OBJETIVO 1: Enumere todos los términos que el fragmento sobre Elisa Robledo presenta entre comillas.

══ FRAGMENTO ══

Quienes conocen a Elisa Robledo, joven y brillante profesora de física teórica, presienten que algo extraño se oculta tras esa mujer atractiva y aparentemente segura de sí misma. Aunque quizá sea más correcto decir que nadie conoce a Elisa Robledo. Y es que guarda un secreto sobre unos experimentos ocurridos diez años atrás, cuando colaboró con su idealizado y prestigioso profesor Blanes y un selecto grupo de científicos en el desarrollo de la llamada “teoría de cuerdas”, mediante la cual sería posible, partiendo de una imagen actual de cualquier lugar geográfico y procesándola por medio de un acelerador de partículas, obtener otra imagen de ese emplazamiento en un tiempo pasado, ya sea reciente o remoto. Así, uno podría ser testigo en pleno siglo XXI del Jerusalén de tiempos de Cristo o de cuando los dinosaurios poblaban la tierra.
Pero algo no salió bien, y el experimento se zanjó con terribles resultados para los participantes en el mismo. Las consecuencias de esos experimentos no deja indemnes a las personas que “ven” esas secuencias, se producen unos extraños fenómenos que llaman “desdoblamientos”, consecuencia del entrelazamiento entre el pasado reciente el presente. De esa realidad, aparentemente inofensiva, surge lo terroríficamente inesperado, porque cada fracción de segundo somos alguien “distinto”.

═══
══ MATERIAL DE ORIGEN ══

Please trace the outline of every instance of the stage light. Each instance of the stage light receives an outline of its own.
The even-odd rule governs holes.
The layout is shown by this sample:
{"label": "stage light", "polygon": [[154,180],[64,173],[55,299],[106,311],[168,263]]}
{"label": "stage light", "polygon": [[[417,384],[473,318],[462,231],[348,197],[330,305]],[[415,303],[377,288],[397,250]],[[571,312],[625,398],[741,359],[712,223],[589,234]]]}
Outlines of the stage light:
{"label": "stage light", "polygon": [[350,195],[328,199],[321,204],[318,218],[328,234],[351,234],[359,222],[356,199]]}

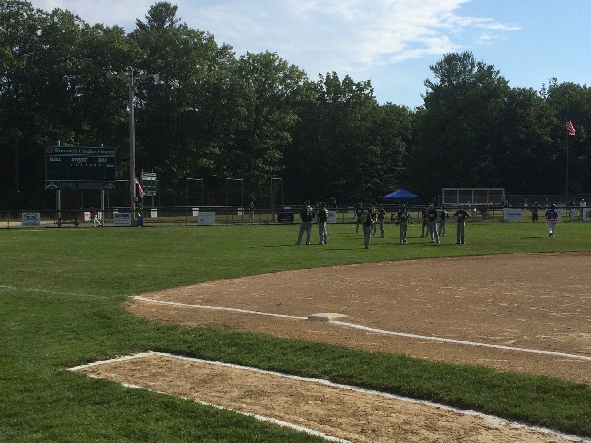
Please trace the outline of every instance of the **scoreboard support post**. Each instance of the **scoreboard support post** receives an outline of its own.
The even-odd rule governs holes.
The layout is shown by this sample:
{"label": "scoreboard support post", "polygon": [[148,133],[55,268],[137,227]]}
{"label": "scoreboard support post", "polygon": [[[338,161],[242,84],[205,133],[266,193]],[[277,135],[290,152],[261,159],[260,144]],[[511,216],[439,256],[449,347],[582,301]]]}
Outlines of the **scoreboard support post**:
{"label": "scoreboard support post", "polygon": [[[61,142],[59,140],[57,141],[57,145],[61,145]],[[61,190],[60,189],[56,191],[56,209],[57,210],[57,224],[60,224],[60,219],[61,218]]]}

═══

OBJETIVO 2: Transcriba sin alteración alguna las líneas de los registros, empezando por la línea que contiene "Please trace the outline of every instance of the **scoreboard" y continuando hasta el final de los registros, ambos extremos incluidos.

RESPUESTA 1:
teoría de cuerdas
ven
desdoblamientos
distinto

RESPUESTA 2:
Please trace the outline of every instance of the **scoreboard support post**. Each instance of the **scoreboard support post** receives an outline of its own.
The even-odd rule governs holes.
The layout is shown by this sample:
{"label": "scoreboard support post", "polygon": [[148,133],[55,268],[137,227]]}
{"label": "scoreboard support post", "polygon": [[[338,161],[242,84],[205,133],[266,193]],[[277,135],[290,152],[261,159],[260,144]],[[511,216],[439,256],[449,347],[582,301]]]}
Outlines of the **scoreboard support post**:
{"label": "scoreboard support post", "polygon": [[[61,142],[59,140],[57,141],[57,145],[61,145]],[[61,190],[60,189],[56,191],[56,209],[57,210],[57,224],[60,224],[60,219],[61,218]]]}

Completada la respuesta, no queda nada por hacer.